PROBLEMS TO SOLVE:
a: Copy the passage from the stock options discussion word for word, from "No, there would" up to and including "any income. ...".
b: Answer these questions using the stock options discussion:
(i) Apart from dilution, what effect on earnings would selling shares and using the money to pay workers have?
(ii) What car is named as an example of a company gift that the IRS would count as income?
(iii) How much was the jet that Apple gave Steve Jobs worth?

If the company sold the same shares to the public and then used the money to pay workers, it would be an expense under anyone's definition.

No, there would be two entries under cash flow and earnings - one for the cash coming in from the sale of stock, and an exactly equal one for the compensation going out. It would effect earnings not at all except that there would be dilution.

Denying something is income or expense simply because cash doesn't change hands on one side or both doesn't wash. If your company gives you a new Mercedes Benz tomorrow, try telling the IRS it isn't income. Funny that Steve Jobs had to report that 90 million dollar jet that Apple gave him as income. According to your rationale, he didn't get any cash, so he must he must not have any income. ...

First, contrary to what you claim as per your examples, no one here is denying that it is income to the recipient. The question is how the company treats the gift. The answer is that it hits cash flow (and earnings) directly only to the extent that it costs them anything. If Apple got the jet for free and then gave it to Jobs, it would not show up on the cash flow at all except possibly for the indirect effects due to taxes. Hopefully the analogy here is clear enough.

Which brings the question to mind again that you and Ron have never answered---Why does the IRS so readily recognize this expense that you and Ron call a phantom expense if it so obviously a phantom expense. I wasn't aware that it was so easy to just make up expenses to the IRS on the company reports.

This has been addressed multiple times (I'm sorry you don't understand). It is a form of corporate welfare; a way to give money to a company and as such I think it should be removed. Note that this is in point of fact the one and only way that stock options effect cash flow and once removed the stock options would have absolutely no effect on cash flow.

COLLECTED MATERIAL:
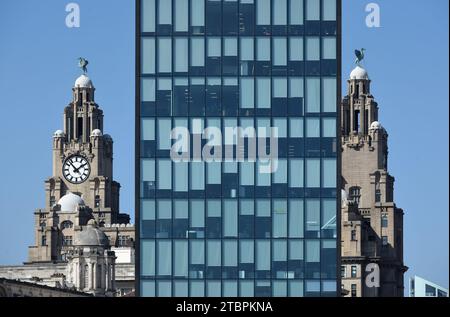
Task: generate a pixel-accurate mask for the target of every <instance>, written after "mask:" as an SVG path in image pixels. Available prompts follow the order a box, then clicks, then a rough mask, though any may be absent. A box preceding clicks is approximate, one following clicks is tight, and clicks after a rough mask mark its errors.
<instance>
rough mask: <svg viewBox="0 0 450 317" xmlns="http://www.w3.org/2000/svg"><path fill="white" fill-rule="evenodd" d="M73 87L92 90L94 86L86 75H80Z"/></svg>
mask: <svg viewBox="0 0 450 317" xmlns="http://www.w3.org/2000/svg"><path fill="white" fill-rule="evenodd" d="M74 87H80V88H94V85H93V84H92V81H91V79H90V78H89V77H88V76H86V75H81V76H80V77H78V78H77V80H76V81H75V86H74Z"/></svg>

ANSWERS FOR EACH ITEM:
a:
No, there would be two entries under cash flow and earnings - one for the cash coming in from the sale of stock, and an exactly equal one for the compensation going out. It would effect earnings not at all except that there would be dilution.

Denying something is income or expense simply because cash doesn't change hands on one side or both doesn't wash. If your company gives you a new Mercedes Benz tomorrow, try telling the IRS it isn't income. Funny that Steve Jobs had to report that 90 million dollar jet that Apple gave him as income. According to your rationale, he didn't get any cash, so he must he must not have any income. ...

b:
(i) It would have no effect on earnings.
(ii) A new Mercedes Benz.
(iii) 90 million dollars.